Exercise details - Below is a set of records; restate each one word for word.

Data shown -
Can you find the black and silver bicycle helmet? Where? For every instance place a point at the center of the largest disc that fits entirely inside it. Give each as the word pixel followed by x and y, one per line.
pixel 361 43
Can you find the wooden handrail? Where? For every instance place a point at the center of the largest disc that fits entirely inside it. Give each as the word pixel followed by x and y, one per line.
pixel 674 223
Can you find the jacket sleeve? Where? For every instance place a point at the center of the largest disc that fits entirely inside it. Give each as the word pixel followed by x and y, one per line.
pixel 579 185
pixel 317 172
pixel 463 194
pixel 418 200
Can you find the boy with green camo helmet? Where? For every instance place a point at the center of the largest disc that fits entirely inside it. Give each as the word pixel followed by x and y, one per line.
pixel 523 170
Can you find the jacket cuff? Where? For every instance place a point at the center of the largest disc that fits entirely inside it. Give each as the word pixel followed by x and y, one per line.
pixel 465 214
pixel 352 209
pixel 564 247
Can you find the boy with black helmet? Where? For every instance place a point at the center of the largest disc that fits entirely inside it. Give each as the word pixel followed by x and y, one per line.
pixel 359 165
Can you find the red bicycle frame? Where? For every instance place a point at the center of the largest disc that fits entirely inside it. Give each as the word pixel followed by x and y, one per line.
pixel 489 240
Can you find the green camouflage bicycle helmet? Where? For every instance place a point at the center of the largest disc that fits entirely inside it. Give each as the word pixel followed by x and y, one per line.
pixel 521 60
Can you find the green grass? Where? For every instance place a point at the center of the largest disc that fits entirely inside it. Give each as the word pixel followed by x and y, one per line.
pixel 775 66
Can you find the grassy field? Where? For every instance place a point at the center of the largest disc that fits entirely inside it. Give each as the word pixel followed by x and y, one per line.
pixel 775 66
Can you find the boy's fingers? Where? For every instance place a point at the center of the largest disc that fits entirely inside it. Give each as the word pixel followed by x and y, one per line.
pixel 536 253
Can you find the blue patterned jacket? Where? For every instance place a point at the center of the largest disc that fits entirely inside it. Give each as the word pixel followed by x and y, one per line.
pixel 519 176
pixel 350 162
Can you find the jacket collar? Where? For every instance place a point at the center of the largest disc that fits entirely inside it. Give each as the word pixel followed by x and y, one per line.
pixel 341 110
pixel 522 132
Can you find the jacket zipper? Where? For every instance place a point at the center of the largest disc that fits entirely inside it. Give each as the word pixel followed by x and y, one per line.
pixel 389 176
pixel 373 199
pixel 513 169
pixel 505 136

Response area -
Can you find the black and silver bicycle helmet? Where? For every instance place a point at the center of the largest disc that fits entirely inside it. Give each as the word pixel followed by x and y, one per line.
pixel 361 43
Can you find the wooden handrail? Where? For every instance place a point at the center of the largest disc that fits entirely inside it. Give each as the word pixel followed by x and y, one per line.
pixel 674 223
Can you find the jacket sleeve? Where? For every instance place a point at the center of the largest disc that fits entirely inside it. Give each as the word pixel followed by x and y, one per line.
pixel 579 185
pixel 317 172
pixel 463 194
pixel 418 200
Can you find the boy with green camo helmet? Where? For every instance place a point at the center of the largest disc that fits entirely inside it. Give each as the word pixel followed by x and y, one per line.
pixel 523 170
Can you find the jacket cuff? Where? For every instance place a point at the center of the largest disc that fits entirely inside it. Give each as the word pixel followed by x and y, one per line.
pixel 465 214
pixel 352 209
pixel 564 247
Can you find the boy with black helmet? Where? For every instance place a point at the center of the largest disc that fits entirely inside it. Give each as the word pixel followed by x and y, one per line.
pixel 359 165
Can you find the red bicycle frame? Where? For every instance place a point at the center of the largest disc that fits entirely inside it. Give each as the word pixel followed by x and y, one per line.
pixel 489 240
Can you find the green camouflage bicycle helmet? Where? For every instance place a point at the center of the largest disc that fits entirely inside it. Give each as the word pixel followed by x and y, one per line.
pixel 521 60
Can you find the green grass? Where? For every instance place a point at the center of the largest disc that fits entirely inside it. Give each as the word pixel followed by x and y, one per line.
pixel 775 66
Can you find the grassy field? Where? For every instance place a point at the center of the largest disc that fits entirely inside it. Give each as the word pixel followed by x and y, one per line.
pixel 775 66
Can you find the boy's fingers? Where? For every instance place a point at the center of the largest disc that fits entirely inside it. Give each as the word pixel followed by x and y, one per line.
pixel 536 253
Can you find the blue patterned jacket? Where? For every instance place a point at the center of the largest disc that fits entirely inside it. Give each as the word pixel followed by x and y, one per line.
pixel 519 176
pixel 350 162
Can you find the jacket collar? Where? For every instance place a point at the center of the largest disc that fits entirely inside it. Give each as the word pixel followed by x and y, one per line.
pixel 341 110
pixel 522 132
Can you find the jacket zipper? Where? For every instance place a point at the center of the largest disc that fits entirely inside it. Give each as the word pixel followed by x and y, one per line.
pixel 389 176
pixel 373 199
pixel 513 169
pixel 505 136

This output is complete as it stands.